(Items from a dataset)
######

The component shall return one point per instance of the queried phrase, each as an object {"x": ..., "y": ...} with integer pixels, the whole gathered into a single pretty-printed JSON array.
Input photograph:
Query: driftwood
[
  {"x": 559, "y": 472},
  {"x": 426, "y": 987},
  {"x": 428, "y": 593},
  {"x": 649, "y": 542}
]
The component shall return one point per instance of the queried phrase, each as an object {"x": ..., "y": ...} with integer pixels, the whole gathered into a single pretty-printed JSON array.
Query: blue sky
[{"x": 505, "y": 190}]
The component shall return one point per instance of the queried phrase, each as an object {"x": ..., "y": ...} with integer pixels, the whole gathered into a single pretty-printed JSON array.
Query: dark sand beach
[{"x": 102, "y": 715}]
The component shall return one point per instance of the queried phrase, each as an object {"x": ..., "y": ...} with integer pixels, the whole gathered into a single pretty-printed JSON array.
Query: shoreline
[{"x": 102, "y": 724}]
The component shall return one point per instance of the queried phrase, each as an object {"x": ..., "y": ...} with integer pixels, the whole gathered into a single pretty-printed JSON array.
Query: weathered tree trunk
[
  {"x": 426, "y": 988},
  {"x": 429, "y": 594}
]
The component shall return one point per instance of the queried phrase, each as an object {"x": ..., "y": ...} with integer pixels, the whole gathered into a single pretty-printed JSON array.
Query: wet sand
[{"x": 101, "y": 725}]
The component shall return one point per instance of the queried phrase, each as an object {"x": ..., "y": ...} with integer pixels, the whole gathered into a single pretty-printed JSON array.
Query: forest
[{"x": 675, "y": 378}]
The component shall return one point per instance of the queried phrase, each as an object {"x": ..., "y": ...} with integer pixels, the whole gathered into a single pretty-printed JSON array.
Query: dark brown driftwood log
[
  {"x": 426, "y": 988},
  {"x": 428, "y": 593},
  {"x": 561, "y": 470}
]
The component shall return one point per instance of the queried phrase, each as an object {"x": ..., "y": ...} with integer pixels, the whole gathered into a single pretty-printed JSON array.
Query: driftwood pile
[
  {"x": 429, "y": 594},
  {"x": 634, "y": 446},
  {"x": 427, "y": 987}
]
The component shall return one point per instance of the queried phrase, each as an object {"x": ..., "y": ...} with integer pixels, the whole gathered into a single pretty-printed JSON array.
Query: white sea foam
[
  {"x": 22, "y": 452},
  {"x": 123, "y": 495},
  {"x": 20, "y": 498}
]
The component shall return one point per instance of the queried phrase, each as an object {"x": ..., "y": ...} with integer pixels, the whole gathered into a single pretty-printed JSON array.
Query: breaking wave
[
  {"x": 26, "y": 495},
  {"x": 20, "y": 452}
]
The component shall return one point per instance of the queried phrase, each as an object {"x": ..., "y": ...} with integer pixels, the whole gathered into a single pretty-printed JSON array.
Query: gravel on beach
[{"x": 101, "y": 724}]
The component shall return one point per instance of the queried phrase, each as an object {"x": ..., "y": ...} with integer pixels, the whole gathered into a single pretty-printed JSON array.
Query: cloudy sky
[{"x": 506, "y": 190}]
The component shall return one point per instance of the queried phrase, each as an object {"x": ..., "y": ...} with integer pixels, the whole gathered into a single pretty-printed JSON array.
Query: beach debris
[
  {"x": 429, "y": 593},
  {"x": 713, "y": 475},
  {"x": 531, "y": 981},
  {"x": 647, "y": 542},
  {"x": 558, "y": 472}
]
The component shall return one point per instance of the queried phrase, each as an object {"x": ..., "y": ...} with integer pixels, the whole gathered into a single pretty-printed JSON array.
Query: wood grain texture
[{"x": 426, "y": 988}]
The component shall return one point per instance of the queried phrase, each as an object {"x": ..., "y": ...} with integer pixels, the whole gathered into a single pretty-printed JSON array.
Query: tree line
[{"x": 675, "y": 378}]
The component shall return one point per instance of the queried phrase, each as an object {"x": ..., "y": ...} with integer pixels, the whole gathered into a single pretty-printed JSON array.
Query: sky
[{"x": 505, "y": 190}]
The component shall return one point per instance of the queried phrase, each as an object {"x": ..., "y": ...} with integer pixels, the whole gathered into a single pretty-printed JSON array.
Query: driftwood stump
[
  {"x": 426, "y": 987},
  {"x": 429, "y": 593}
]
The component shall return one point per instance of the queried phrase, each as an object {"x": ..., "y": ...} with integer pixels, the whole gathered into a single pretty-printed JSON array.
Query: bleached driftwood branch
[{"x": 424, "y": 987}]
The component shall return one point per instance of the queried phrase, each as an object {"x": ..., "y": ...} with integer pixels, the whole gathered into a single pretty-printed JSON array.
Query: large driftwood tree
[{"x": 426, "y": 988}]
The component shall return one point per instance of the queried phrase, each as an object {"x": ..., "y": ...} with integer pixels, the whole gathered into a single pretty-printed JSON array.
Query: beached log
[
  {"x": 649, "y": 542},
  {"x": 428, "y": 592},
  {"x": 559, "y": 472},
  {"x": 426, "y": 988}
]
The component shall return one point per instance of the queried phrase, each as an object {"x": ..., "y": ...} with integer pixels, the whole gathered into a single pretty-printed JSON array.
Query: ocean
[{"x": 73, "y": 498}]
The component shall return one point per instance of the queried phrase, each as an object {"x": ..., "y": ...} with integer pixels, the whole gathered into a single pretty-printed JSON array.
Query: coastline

######

Reproduce the records word for word.

The component shall return one point per instance of the queried phrase, each as an object {"x": ..., "y": ...} with integer pixels, the whole gathered into a single pretty-printed JSON array.
Input photograph:
Query: driftwood
[
  {"x": 559, "y": 472},
  {"x": 426, "y": 987},
  {"x": 428, "y": 593},
  {"x": 649, "y": 542}
]
The component shall return one point per instance of the queried phrase, each as an object {"x": ..., "y": ...} with integer pixels, the whole gathered into a single pretty-printed JSON array.
Query: blue sky
[{"x": 505, "y": 190}]
The component shall return one point per instance of the queried phrase, each as an object {"x": ..., "y": ...} with integer pixels, the whole gathered into a single pretty-printed JSON array.
Query: dark sand beach
[{"x": 102, "y": 715}]
The component shall return one point per instance of the queried phrase, each as an object {"x": ..., "y": ...} with integer pixels, the whole gathered into a single pretty-printed JSON array.
Query: shoreline
[{"x": 102, "y": 724}]
The component shall return one point per instance of the queried phrase, each as an object {"x": ..., "y": ...} with integer pixels, the whole gathered into a single pretty-printed JSON array.
Query: weathered tree trunk
[
  {"x": 426, "y": 988},
  {"x": 429, "y": 594}
]
The component shall return one point per instance of the queried phrase, each as an object {"x": ..., "y": ...} with integer pixels, the whole gathered into a single pretty-printed JSON array.
Query: wet sand
[{"x": 101, "y": 725}]
The component shall return one point per instance of the queried phrase, each as an object {"x": ..., "y": ...} with integer pixels, the whole gathered into a single pretty-printed JSON array.
Query: forest
[{"x": 675, "y": 378}]
The component shall return one point per instance of the queried phrase, each as an object {"x": ..., "y": ...} with integer pixels, the whole gathered into a single pretty-printed JSON array.
Query: dark brown driftwood log
[
  {"x": 426, "y": 988},
  {"x": 428, "y": 593},
  {"x": 561, "y": 470}
]
The component shall return one point per instance of the queried phrase, each as an object {"x": ..., "y": ...} with integer pixels, the whole gathered into a single pretty-printed JSON array.
Query: driftwood pile
[
  {"x": 429, "y": 594},
  {"x": 634, "y": 446},
  {"x": 427, "y": 987}
]
The component shall return one point per instance of the queried phrase, each as an object {"x": ..., "y": ...} with integer pixels, the whole gathered into a single pretty-printed JSON array.
Query: white sea foam
[
  {"x": 22, "y": 452},
  {"x": 123, "y": 495},
  {"x": 20, "y": 498}
]
The component shall return one point per instance of the queried phrase, each as an object {"x": ..., "y": ...} with integer pixels, the whole gathered into a single pretty-printed JSON array.
Query: breaking wave
[
  {"x": 26, "y": 495},
  {"x": 20, "y": 452}
]
The component shall return one point per instance of the queried phrase, each as an object {"x": ..., "y": ...} with integer pixels, the whole gathered into a single pretty-printed JSON array.
Query: gravel on beach
[{"x": 101, "y": 724}]
The component shall return one point per instance of the queried phrase, each as an object {"x": ..., "y": ...} with integer pixels, the whole gathered into a single pretty-printed JSON array.
Query: cloudy sky
[{"x": 506, "y": 190}]
The component shall return one point per instance of the queried phrase, each as an object {"x": ..., "y": ...} with integer pixels, the whole gathered into a single pretty-printed JSON array.
Query: beach debris
[
  {"x": 429, "y": 593},
  {"x": 713, "y": 475},
  {"x": 531, "y": 981},
  {"x": 647, "y": 542},
  {"x": 558, "y": 472}
]
The component shall return one point per instance of the queried phrase, each as an object {"x": ..., "y": ...} with integer pixels, the whole gathered into a single pretty-printed JSON array.
Query: wood grain texture
[{"x": 426, "y": 988}]
The component shall return one point per instance of the queried phrase, each as an object {"x": ..., "y": ...} with integer pixels, the whole gathered into a single pretty-printed JSON array.
Query: tree line
[{"x": 675, "y": 378}]
The component shall return one point per instance of the queried phrase, each as an object {"x": ..., "y": ...} with integer pixels, the whole gathered into a single pretty-printed JSON array.
Query: sky
[{"x": 505, "y": 190}]
The component shall return one point per instance of the queried phrase, each as an object {"x": ..., "y": ...} with integer pixels, the whole gathered into a single pretty-printed JSON array.
Query: driftwood stump
[
  {"x": 426, "y": 987},
  {"x": 429, "y": 593}
]
The component shall return one point per instance of the queried phrase, each as an object {"x": ..., "y": ...} with integer pixels, the whole gathered into a single pretty-printed JSON array.
Query: bleached driftwood branch
[{"x": 424, "y": 987}]
The component shall return one point per instance of the queried phrase, each as an object {"x": ..., "y": ...} with integer pixels, the whole gathered into a single pretty-printed JSON array.
Query: large driftwood tree
[{"x": 426, "y": 988}]
The component shall return one point per instance of the queried phrase, each as an object {"x": ..., "y": ...} with integer pixels, the whole gathered into a single pretty-printed JSON array.
Query: beached log
[
  {"x": 649, "y": 542},
  {"x": 428, "y": 592},
  {"x": 559, "y": 472},
  {"x": 426, "y": 988}
]
The component shall return one point per instance of the queried phrase, each as an object {"x": ..., "y": ...} with integer pixels, the whole gathered into a single pretty-printed JSON array.
Query: ocean
[{"x": 73, "y": 498}]
The component shall return one point per instance of the queried phrase, each as an object {"x": ..., "y": ...} with integer pixels, the whole gathered into a single pretty-printed JSON array.
Query: coastline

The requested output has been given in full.